━━━ Extract ━━━

Purpose To assess the diagnostic accuracy of fluorine-18 fluorodeoxyglucose positron emission tomography combined with the computed tomography (18F-FDG PET/CT) in the detection of recurrent or residual urinary bladder cancer with meta-analysis.
Methods We searched PubMed/MEDLINE, Embase, Web of Science, CBM, CNKI, VIP, and Wanfang databases through October 2019. Two reviewers independently screened the full articles. The imaging findings were confirmed by either histopathology or clinical follow-up. Sensitivity, specificity likelihood ratio and diagnostic odds ratio were pooled with 95 % confidence intervals (CI). Overall test performance was summarized by a summary receiver operating characteristic (ROC) curve. The Meta-DiSc software (version 1.4) was used to perform the meta-analysis.

━━━

▶ [Work instructions]
Continue the abstract on 18F-FDG PET/CT for recurrent bladder cancer from the end of its Methods section.

━━━ Information ━━━

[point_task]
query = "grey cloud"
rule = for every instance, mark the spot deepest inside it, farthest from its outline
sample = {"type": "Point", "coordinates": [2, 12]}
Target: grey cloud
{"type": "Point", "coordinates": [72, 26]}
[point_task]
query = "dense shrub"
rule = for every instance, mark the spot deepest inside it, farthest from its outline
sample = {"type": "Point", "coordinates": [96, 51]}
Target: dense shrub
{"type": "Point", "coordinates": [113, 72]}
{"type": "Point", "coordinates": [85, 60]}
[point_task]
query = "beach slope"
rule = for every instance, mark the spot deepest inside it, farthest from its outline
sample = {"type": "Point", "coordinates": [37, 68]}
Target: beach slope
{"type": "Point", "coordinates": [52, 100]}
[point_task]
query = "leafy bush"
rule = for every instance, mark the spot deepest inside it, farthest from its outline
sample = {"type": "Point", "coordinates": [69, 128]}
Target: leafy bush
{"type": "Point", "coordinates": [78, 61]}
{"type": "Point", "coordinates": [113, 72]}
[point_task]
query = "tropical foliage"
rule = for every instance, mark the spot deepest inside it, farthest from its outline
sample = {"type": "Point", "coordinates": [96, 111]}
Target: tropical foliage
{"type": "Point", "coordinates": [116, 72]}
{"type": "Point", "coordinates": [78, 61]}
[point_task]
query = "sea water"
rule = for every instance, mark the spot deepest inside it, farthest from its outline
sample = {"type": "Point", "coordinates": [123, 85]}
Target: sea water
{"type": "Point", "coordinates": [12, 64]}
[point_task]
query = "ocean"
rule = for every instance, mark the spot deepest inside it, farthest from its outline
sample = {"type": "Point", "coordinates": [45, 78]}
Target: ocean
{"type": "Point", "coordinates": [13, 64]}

━━━
━━━ Information ━━━

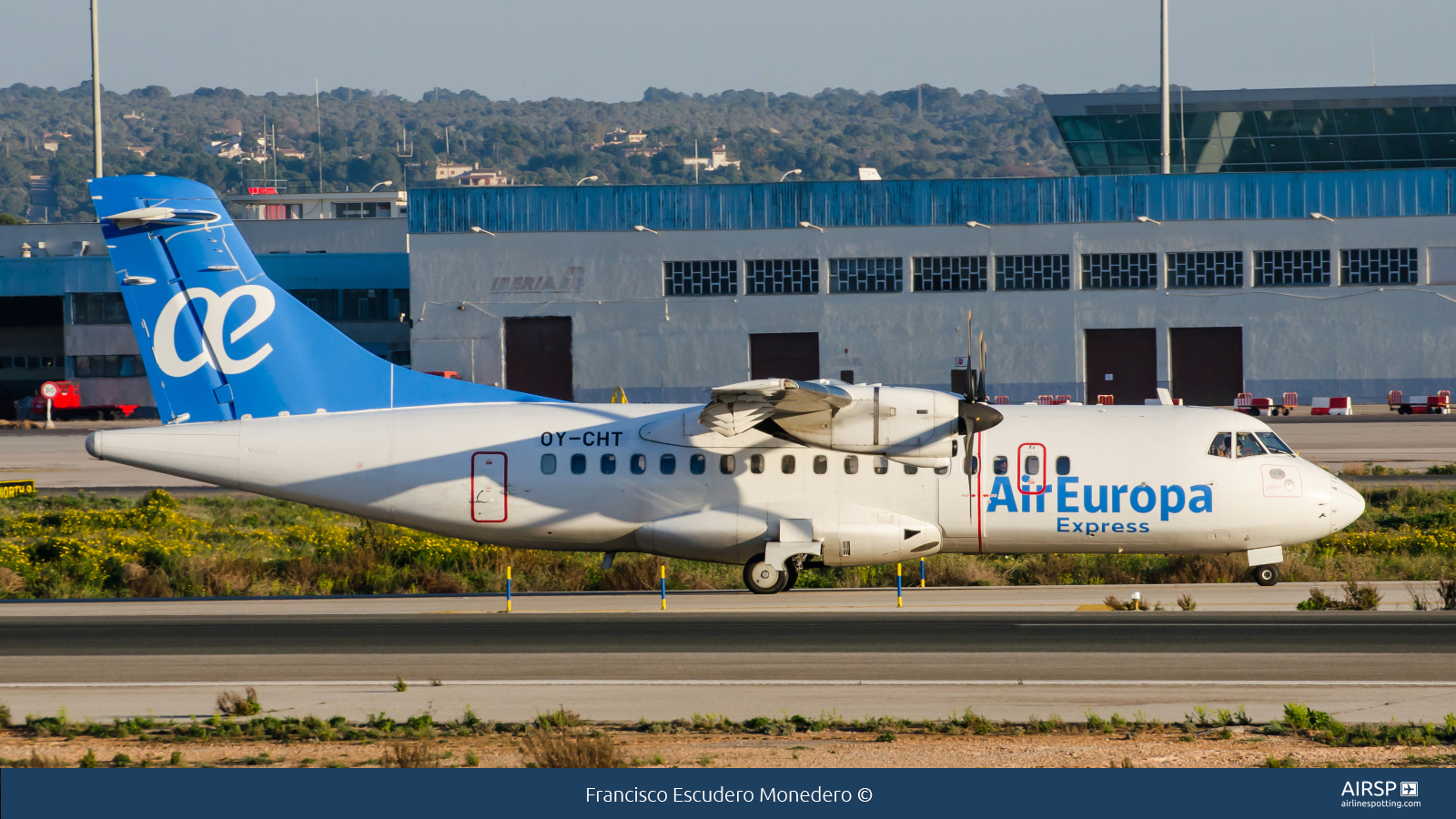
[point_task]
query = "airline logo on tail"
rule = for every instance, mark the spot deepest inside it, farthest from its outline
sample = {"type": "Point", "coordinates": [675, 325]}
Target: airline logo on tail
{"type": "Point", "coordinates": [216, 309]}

━━━

▶ [Answer to this exercise]
Results The meta-analysis included 7 studies. The pooled sensitivity and specificity of PET/CT for the detection of recurrent or residual urinary bladder cancer was 94.0% (95% CI: 91.0%–96.0%) and 92.0% (95% CI: 88.0%–95.0%), respectively. Positive likelihood ratio, negative likelihood ratio and diagnostic odds ratio were 9.77 (95% CI: 4.91–19.41), 0.99(95% CI: 0.06–0.13) and 95.09 (95% CI: 47.96–188.53), respectively. When residual urinary bladder cancer was excluded, sensitivity changed slightly.
Conclusion This meta-analysis suggested that the diagnostic accuracy of PET/CT was good in detecting recurrent or residual urinary bladder cancer.